> **Text passage**

☆ ☆ ☆

Posit AI Blog: Getting started with Keras from R

If you’ve been thinking about diving into deep learning for a while – using R, preferentially –, now is a good time. For TensorFlow / Keras, one of the predominant deep learning frameworks on the market, last year was a year of substantial changes; for users, this sometimes would mean ambiguity and confusion about the “right” (or: recommended) way to do things. By now, TensorFlow 2.0 has been the current stable release for about two months; the mists have cleared away, and patterns have emerged, enabling leaner, more modular code that accomplishes a lot in just a few lines.

To give the new features the space they deserve, and assemble central contributions from related packages all in one place, we have significantly remodeled the TensorFlow for R website. So this post really has two objectives.

First, it would like to do exactly what is suggested by the title: Point new users to resources that make for an effective start into the subject.

Second, it could be read as a “best of new website content”. Thus, as an existing user, you might still be interested in giving it a quick skim, checking for pointers to new features that appear in familiar contexts. To make this easier, we’ll add side notes to highlight new features.

Overall, the structure of what follows is this. We start from the core question: How do you build a model?, then frame it from both sides; i.e.: What comes before? (data loading / preprocessing) and What comes after? (model saving / deployment).

After that, we quickly go into creating models for different types of data: images, text, tabular.

Then, we touch on where to find background information, such as: How do I add a custom callback? How do I create a custom layer? How can I define my own training loop?

Finally, we round up with something that looks like a tiny technical addition but has far greater impact: integrating modules from TensorFlow (TF) Hub.

Getting started

How to build a model?

If linear regression is the Hello World of machine learning, non-linear regression has to be the Hello World of neural networks. The Basic Regression tutorial shows how to train a dense network on the Boston Housing dataset. This example uses the Keras Functional API, one of the two “classical” model-building approaches – the one that tends to be used when some sort of flexibility is required. In this case, the desire for flexibility comes from the use of feature columns – a nice new addition to TensorFlow that allows for convenient integration of e.g. feature normalization (more about this in the next section).

This introduction to regression is complemented by a tutorial on multi-class classification using “Fashion MNIST”. It is equally suited for a first encounter with Keras.

A third tutorial in this section is dedicated to text classification. Here too, there is a hidden gem in the current version that makes text preprocessing a lot easier: layer_text_vectorization, one of the brand new Keras preprocessing layers. If you’ve used Keras for NLP before: No more messing with text_tokenizer!

☆ ☆ ☆

Point-based annotation data
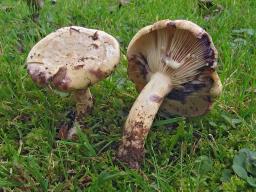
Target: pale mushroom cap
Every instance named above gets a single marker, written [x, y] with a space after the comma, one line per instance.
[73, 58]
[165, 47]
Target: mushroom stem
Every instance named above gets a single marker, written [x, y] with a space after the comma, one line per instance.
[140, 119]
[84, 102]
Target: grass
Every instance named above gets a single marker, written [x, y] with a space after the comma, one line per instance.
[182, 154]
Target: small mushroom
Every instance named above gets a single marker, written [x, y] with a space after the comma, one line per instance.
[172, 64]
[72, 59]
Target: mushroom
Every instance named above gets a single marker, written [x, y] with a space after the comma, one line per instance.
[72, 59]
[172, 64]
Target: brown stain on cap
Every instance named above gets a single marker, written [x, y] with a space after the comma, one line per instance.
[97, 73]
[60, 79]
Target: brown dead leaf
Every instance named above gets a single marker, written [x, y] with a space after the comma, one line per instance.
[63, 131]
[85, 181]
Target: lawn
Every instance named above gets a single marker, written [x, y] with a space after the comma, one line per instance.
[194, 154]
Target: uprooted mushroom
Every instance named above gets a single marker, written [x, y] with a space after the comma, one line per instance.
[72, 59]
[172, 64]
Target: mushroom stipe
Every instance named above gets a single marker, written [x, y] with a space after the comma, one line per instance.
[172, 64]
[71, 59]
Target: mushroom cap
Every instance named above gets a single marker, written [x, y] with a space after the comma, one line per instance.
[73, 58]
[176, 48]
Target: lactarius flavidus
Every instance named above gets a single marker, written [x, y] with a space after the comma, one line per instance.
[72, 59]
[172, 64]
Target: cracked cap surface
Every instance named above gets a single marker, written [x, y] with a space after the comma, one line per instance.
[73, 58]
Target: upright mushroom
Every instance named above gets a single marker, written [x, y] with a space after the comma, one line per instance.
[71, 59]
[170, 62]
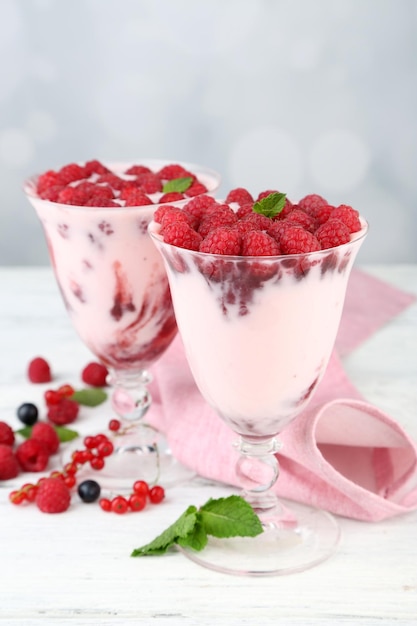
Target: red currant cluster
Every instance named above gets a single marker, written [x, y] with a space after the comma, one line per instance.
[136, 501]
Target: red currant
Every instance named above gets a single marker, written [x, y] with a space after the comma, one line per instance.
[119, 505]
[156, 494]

☆ ☆ ☆

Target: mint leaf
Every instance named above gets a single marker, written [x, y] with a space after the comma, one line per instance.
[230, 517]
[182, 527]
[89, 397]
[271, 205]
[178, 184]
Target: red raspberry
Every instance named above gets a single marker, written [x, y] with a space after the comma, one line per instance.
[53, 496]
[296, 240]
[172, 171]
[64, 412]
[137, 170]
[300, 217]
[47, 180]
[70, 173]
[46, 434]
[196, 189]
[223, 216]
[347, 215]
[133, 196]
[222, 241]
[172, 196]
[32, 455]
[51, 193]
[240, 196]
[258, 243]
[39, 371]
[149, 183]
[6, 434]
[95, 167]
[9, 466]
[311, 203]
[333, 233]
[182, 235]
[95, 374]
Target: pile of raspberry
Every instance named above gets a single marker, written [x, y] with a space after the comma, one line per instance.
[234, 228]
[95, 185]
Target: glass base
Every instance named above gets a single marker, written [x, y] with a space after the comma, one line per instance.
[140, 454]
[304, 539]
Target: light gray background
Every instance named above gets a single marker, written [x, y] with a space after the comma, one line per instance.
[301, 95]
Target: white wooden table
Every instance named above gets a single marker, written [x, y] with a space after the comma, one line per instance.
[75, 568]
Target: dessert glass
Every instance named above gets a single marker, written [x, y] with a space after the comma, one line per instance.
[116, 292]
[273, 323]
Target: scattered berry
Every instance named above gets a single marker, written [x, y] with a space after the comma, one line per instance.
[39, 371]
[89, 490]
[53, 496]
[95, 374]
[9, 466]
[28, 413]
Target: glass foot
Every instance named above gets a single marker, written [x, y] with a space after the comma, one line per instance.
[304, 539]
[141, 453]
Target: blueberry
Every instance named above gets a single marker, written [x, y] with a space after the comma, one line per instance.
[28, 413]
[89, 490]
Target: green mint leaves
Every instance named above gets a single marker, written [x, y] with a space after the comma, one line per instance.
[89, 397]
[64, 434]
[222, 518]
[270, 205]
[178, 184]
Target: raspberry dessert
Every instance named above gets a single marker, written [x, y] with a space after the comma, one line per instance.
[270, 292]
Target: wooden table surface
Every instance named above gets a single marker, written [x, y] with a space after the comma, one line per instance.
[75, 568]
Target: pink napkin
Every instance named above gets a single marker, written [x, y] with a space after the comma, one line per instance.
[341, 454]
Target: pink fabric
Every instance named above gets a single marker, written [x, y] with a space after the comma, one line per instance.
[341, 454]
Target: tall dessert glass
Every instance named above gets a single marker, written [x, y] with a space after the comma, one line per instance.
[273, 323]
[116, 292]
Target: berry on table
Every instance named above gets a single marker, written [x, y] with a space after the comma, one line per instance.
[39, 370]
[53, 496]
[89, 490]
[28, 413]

☆ ☆ ☆

> **Exercise description**
According to the Keras blog post, which types of data does it cover when it moves on to creating models? These records come from a separate source, not from the Keras blog post.

> **Written answer**
Images, text, and tabular data.